§ **Work instructions**: Starting with the line that contains "Query: woman's neck", copy out each line through the end of the entries below, exactly as written, and nothing else.

§ **Records provided**:
*** Begin section ***
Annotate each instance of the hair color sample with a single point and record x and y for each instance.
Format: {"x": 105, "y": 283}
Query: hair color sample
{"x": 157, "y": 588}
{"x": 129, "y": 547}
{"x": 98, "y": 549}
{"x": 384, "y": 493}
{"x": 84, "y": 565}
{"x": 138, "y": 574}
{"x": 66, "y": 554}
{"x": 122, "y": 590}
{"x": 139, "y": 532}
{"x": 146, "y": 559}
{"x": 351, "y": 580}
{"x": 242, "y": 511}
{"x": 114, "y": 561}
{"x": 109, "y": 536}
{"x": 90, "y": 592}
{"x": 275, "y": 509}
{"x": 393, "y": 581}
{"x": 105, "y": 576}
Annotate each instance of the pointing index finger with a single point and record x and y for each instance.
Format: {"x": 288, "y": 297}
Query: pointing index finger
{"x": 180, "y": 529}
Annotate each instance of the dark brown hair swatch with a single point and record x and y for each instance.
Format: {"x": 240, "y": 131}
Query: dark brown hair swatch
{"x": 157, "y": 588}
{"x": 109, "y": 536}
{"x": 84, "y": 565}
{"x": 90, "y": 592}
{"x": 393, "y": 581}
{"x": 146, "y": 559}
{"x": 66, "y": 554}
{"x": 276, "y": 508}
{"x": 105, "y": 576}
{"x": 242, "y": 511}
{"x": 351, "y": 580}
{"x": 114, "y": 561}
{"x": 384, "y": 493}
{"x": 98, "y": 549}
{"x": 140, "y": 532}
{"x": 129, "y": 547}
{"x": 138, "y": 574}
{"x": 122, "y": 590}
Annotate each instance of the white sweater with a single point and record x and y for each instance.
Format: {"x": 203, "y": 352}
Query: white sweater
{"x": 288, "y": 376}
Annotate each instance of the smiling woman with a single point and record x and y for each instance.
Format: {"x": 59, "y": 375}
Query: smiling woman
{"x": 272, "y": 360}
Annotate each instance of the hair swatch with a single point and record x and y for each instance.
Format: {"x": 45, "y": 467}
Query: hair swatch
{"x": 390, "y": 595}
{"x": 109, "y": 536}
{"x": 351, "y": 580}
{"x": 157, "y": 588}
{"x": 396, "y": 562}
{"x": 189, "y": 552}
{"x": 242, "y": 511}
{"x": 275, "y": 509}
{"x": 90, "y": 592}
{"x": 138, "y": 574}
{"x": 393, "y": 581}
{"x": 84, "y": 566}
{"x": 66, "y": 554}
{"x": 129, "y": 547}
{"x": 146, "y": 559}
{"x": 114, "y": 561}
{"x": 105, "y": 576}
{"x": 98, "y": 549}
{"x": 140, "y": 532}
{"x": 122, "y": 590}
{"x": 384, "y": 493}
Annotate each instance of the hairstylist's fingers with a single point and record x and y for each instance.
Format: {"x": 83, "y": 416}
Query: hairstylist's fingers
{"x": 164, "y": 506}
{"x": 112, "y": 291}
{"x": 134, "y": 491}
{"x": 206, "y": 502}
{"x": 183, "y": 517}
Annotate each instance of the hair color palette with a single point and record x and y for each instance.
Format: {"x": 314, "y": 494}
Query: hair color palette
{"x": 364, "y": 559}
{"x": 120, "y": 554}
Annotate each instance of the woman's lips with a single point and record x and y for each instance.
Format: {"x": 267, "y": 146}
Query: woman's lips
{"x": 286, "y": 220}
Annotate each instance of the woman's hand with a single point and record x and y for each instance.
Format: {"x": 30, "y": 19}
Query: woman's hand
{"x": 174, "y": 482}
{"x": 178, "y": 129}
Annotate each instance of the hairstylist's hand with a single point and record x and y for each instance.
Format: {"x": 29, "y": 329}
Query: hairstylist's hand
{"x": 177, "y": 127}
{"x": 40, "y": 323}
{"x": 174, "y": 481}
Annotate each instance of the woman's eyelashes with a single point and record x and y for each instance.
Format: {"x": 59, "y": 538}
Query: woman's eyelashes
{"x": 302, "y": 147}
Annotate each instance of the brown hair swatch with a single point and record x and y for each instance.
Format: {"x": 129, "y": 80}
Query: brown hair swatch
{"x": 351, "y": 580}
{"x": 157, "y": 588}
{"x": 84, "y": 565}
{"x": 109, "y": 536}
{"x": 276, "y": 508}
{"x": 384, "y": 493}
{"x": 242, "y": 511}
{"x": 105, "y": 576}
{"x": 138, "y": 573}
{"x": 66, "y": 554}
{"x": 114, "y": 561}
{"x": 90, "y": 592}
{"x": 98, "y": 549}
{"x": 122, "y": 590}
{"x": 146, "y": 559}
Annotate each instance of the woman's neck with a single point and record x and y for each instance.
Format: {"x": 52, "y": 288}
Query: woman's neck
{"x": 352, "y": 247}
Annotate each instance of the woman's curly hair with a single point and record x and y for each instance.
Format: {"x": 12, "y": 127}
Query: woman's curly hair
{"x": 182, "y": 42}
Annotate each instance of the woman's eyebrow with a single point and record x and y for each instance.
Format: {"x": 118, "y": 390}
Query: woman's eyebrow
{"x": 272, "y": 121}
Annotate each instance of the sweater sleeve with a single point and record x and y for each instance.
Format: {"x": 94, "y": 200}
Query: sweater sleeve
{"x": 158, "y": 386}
*** End section ***
§ **Response below**:
Query: woman's neck
{"x": 352, "y": 247}
Annotate each instance of the woman's curly hair with a single point and record x and y for each instance.
Format: {"x": 12, "y": 127}
Query: woman's curly hair
{"x": 182, "y": 42}
Annotate each instance of the woman's eyebrow with a single point and record x and y for each instance.
Format: {"x": 118, "y": 390}
Query: woman's eyebrow
{"x": 272, "y": 121}
Annotate each instance of the sweater sleeve with a single point and record x and y for each instance.
Format: {"x": 94, "y": 200}
Query: sweater sleeve
{"x": 158, "y": 386}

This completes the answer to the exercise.